Exercise goal — Word for word, set down the listing that appears after this line.

Supplied data —
>>>

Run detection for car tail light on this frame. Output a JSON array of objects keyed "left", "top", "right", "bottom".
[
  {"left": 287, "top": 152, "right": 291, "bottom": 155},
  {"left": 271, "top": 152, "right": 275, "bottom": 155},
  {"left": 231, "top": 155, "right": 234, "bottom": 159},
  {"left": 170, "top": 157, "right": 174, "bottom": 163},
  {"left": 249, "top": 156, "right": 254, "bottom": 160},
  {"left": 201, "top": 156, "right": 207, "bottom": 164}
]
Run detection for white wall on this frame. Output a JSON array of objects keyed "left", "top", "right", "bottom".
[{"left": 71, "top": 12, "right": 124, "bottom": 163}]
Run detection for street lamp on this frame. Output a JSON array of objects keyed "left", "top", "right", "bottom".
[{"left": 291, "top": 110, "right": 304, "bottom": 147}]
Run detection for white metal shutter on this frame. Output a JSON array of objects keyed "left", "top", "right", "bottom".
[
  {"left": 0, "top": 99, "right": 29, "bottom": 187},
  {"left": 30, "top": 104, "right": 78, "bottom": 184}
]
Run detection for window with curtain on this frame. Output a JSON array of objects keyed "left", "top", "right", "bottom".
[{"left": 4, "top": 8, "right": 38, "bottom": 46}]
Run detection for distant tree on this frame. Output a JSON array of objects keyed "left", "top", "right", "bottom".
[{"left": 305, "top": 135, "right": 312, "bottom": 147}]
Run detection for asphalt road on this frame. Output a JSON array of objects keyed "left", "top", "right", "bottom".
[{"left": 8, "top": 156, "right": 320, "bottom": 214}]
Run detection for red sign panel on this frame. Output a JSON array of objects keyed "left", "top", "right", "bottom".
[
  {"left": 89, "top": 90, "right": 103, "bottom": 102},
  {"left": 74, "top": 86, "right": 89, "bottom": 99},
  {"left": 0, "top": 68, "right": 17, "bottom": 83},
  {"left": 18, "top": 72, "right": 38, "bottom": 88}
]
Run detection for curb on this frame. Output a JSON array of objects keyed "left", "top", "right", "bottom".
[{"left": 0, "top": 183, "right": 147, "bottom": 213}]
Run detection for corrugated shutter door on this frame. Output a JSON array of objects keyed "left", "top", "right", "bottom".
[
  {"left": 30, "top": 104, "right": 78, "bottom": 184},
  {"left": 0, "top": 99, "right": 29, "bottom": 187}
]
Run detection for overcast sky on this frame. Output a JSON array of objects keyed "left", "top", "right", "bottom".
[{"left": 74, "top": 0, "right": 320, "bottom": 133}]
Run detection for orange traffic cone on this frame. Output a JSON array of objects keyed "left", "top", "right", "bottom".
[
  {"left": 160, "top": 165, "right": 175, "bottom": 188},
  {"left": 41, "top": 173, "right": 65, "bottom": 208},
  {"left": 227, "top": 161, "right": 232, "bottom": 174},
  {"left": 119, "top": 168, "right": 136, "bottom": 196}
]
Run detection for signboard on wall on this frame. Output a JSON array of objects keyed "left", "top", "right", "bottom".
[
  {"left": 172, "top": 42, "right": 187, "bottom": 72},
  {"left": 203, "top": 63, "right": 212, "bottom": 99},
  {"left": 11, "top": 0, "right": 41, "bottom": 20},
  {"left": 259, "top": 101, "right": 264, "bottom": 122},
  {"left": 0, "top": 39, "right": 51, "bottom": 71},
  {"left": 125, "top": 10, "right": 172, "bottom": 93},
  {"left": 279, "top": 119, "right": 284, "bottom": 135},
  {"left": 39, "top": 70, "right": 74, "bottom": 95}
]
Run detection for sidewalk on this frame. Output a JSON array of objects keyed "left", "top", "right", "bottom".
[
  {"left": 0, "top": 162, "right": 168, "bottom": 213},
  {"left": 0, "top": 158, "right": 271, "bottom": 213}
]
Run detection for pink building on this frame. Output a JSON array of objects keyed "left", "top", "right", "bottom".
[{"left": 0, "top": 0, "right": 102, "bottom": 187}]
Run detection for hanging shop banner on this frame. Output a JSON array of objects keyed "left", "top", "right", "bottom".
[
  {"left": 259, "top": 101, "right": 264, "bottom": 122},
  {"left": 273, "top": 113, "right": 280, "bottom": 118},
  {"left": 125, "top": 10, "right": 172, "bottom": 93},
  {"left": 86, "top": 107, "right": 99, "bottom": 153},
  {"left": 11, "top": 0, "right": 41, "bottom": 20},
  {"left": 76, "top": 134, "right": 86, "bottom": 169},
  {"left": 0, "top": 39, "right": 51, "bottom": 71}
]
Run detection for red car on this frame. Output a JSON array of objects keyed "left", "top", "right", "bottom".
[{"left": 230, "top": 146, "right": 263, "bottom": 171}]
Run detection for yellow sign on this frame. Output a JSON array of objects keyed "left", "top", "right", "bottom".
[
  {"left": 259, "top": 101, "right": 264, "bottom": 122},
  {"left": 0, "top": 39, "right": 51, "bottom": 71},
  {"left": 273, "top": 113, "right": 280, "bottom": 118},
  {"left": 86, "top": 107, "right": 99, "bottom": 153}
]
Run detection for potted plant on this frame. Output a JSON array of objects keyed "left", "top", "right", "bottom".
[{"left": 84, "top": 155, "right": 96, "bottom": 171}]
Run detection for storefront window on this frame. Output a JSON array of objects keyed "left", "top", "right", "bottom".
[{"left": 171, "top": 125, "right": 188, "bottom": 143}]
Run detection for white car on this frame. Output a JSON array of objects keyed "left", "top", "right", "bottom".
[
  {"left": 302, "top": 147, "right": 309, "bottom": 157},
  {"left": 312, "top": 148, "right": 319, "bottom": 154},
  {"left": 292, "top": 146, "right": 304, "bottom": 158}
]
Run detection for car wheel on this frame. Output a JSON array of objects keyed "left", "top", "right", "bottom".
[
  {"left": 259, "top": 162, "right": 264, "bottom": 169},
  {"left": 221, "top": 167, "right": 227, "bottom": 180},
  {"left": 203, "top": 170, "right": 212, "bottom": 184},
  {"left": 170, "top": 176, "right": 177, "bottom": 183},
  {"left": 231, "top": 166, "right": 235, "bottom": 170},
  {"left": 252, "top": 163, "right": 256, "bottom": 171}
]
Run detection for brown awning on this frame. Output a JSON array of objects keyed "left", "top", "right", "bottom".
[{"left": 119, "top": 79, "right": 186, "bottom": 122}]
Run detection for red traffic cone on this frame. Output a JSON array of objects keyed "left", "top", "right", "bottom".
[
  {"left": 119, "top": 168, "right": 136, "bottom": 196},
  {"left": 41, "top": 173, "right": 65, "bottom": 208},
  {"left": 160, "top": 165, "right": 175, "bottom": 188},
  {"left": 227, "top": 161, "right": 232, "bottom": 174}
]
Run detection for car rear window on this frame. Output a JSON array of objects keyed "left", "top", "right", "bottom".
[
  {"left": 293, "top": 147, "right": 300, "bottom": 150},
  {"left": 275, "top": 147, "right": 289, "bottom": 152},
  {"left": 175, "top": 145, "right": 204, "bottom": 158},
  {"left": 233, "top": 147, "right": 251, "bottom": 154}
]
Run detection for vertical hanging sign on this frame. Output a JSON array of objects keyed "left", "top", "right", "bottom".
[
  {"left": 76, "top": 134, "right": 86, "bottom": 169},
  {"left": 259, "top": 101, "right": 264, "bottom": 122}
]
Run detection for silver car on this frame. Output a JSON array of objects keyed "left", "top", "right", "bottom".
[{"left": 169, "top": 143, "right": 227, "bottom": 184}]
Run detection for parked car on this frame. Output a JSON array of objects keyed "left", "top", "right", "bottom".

<<<

Written solution —
Run detection for car tail light on this frame. Output a JSON array of objects keyed "left", "top", "right", "bottom".
[
  {"left": 287, "top": 152, "right": 291, "bottom": 155},
  {"left": 271, "top": 152, "right": 275, "bottom": 155},
  {"left": 231, "top": 155, "right": 234, "bottom": 159},
  {"left": 170, "top": 157, "right": 174, "bottom": 163},
  {"left": 249, "top": 156, "right": 254, "bottom": 160},
  {"left": 201, "top": 156, "right": 207, "bottom": 164}
]
Run detection for white wall on this frame. Output a JSON array of objects keyed "left", "top", "right", "bottom".
[{"left": 71, "top": 12, "right": 124, "bottom": 163}]
Run detection for street lamp on this frame. Output a JSON array of objects keyed "left", "top", "right", "bottom".
[{"left": 291, "top": 110, "right": 304, "bottom": 147}]
Run detection for white metal shutter on this frame. Output a JSON array of objects keyed "left", "top", "right", "bottom".
[
  {"left": 0, "top": 99, "right": 29, "bottom": 187},
  {"left": 30, "top": 104, "right": 78, "bottom": 184}
]
Run detection for window with curtain on this frame. Output a JSON array of objects keyed "left", "top", "right", "bottom".
[{"left": 4, "top": 8, "right": 38, "bottom": 46}]
Run detection for distant tree on this frame. Output a JSON array of objects keyed "left", "top", "right", "bottom".
[{"left": 305, "top": 135, "right": 312, "bottom": 147}]
Run detection for asphalt road on this frame. Output a JSON array of objects keyed "left", "top", "right", "bottom".
[{"left": 8, "top": 156, "right": 320, "bottom": 214}]
Run detection for red sign panel on this frame. Output a JSON array of objects keyed "left", "top", "right", "bottom".
[
  {"left": 89, "top": 90, "right": 103, "bottom": 102},
  {"left": 74, "top": 86, "right": 89, "bottom": 99},
  {"left": 0, "top": 68, "right": 17, "bottom": 83},
  {"left": 18, "top": 72, "right": 38, "bottom": 88}
]
Run detection for curb on this frame. Output a JSON array of objects keyed "left", "top", "right", "bottom".
[{"left": 0, "top": 183, "right": 147, "bottom": 213}]
Run detection for corrugated shutter door on this frame. Output a JSON array of objects keyed "left", "top", "right", "bottom".
[
  {"left": 30, "top": 104, "right": 78, "bottom": 184},
  {"left": 0, "top": 99, "right": 29, "bottom": 187}
]
Run detection for overcast sky on this frame. Output a JSON array of objects keyed "left", "top", "right", "bottom".
[{"left": 74, "top": 0, "right": 320, "bottom": 133}]
Run detection for orange traffic cone on this frame. Output a JSON array of objects keyed "left", "top", "right", "bottom".
[
  {"left": 160, "top": 165, "right": 175, "bottom": 188},
  {"left": 41, "top": 173, "right": 65, "bottom": 208},
  {"left": 227, "top": 161, "right": 232, "bottom": 174},
  {"left": 119, "top": 168, "right": 136, "bottom": 196}
]
Run detection for signboard on wall on this frame. Output a JSON array of objects keyed "left", "top", "right", "bottom".
[
  {"left": 172, "top": 42, "right": 187, "bottom": 72},
  {"left": 203, "top": 63, "right": 212, "bottom": 99},
  {"left": 11, "top": 0, "right": 41, "bottom": 20},
  {"left": 259, "top": 101, "right": 264, "bottom": 122},
  {"left": 0, "top": 39, "right": 51, "bottom": 71},
  {"left": 125, "top": 10, "right": 172, "bottom": 93},
  {"left": 279, "top": 119, "right": 284, "bottom": 135},
  {"left": 39, "top": 70, "right": 74, "bottom": 95}
]
Run detection for sidewalk on this frame. Output a JSON array of objects keyed "left", "top", "right", "bottom".
[
  {"left": 0, "top": 162, "right": 168, "bottom": 213},
  {"left": 0, "top": 158, "right": 271, "bottom": 213}
]
Run detection for pink building on this frame. Output a JSON array of objects keyed "left", "top", "right", "bottom".
[{"left": 0, "top": 0, "right": 102, "bottom": 187}]
Run detection for hanging shop banner on this frame. Output a JSON array of objects keyed "left", "top", "right", "bottom".
[
  {"left": 259, "top": 101, "right": 264, "bottom": 122},
  {"left": 273, "top": 113, "right": 280, "bottom": 118},
  {"left": 125, "top": 10, "right": 172, "bottom": 93},
  {"left": 86, "top": 107, "right": 99, "bottom": 153},
  {"left": 11, "top": 0, "right": 41, "bottom": 20},
  {"left": 76, "top": 134, "right": 86, "bottom": 169},
  {"left": 0, "top": 39, "right": 51, "bottom": 71}
]
Run detection for red car on this frame. Output a JSON array of objects keyed "left", "top", "right", "bottom".
[{"left": 230, "top": 146, "right": 263, "bottom": 171}]
Run detection for yellow sign on this frame. Output a JSON array of objects keyed "left", "top", "right", "bottom".
[
  {"left": 259, "top": 101, "right": 264, "bottom": 122},
  {"left": 0, "top": 39, "right": 51, "bottom": 71},
  {"left": 273, "top": 113, "right": 280, "bottom": 118},
  {"left": 86, "top": 107, "right": 99, "bottom": 153}
]
Run detection for potted plant on this frame. Output a JSON array of objects keyed "left", "top", "right", "bottom".
[{"left": 84, "top": 155, "right": 96, "bottom": 171}]
Run detection for storefront window on this frame. Output a JSON array of objects keyed "left", "top", "right", "bottom".
[{"left": 171, "top": 125, "right": 188, "bottom": 143}]
Run detection for white car on this frame. Output a JSON array of objects keyed "left", "top", "right", "bottom".
[
  {"left": 302, "top": 147, "right": 309, "bottom": 157},
  {"left": 312, "top": 148, "right": 319, "bottom": 154},
  {"left": 292, "top": 146, "right": 304, "bottom": 158}
]
Run detection for car wheel on this frame. Output a JSON array of objects keyed "left", "top", "right", "bottom".
[
  {"left": 259, "top": 162, "right": 264, "bottom": 169},
  {"left": 221, "top": 167, "right": 227, "bottom": 180},
  {"left": 203, "top": 170, "right": 212, "bottom": 184},
  {"left": 170, "top": 176, "right": 177, "bottom": 183},
  {"left": 231, "top": 166, "right": 235, "bottom": 170},
  {"left": 252, "top": 163, "right": 256, "bottom": 171}
]
Run detection for brown awning on this frame. Output a JSON array of objects keyed "left", "top", "right", "bottom".
[{"left": 119, "top": 79, "right": 186, "bottom": 122}]
Run detection for red traffic cone on this frame. Output a JSON array of objects keyed "left", "top", "right", "bottom".
[
  {"left": 119, "top": 168, "right": 136, "bottom": 196},
  {"left": 41, "top": 173, "right": 65, "bottom": 208},
  {"left": 160, "top": 165, "right": 175, "bottom": 188},
  {"left": 227, "top": 161, "right": 232, "bottom": 174}
]
Run detection for car rear window on this frame. Output a JSON array of objects keyed "left", "top", "right", "bottom".
[
  {"left": 293, "top": 147, "right": 300, "bottom": 150},
  {"left": 275, "top": 147, "right": 289, "bottom": 152},
  {"left": 175, "top": 145, "right": 204, "bottom": 158},
  {"left": 233, "top": 147, "right": 251, "bottom": 154}
]
Run detection for vertical hanging sign on this frame. Output a JSON array of objects keyed "left", "top", "right", "bottom".
[
  {"left": 76, "top": 134, "right": 86, "bottom": 169},
  {"left": 259, "top": 101, "right": 264, "bottom": 122}
]
Run detection for silver car on this frame. Output a JSON array of objects keyed "left", "top", "right", "bottom".
[{"left": 169, "top": 143, "right": 227, "bottom": 184}]
Run detection for parked car on this frame. Output a JSON array of objects keyed "left", "top", "right", "bottom".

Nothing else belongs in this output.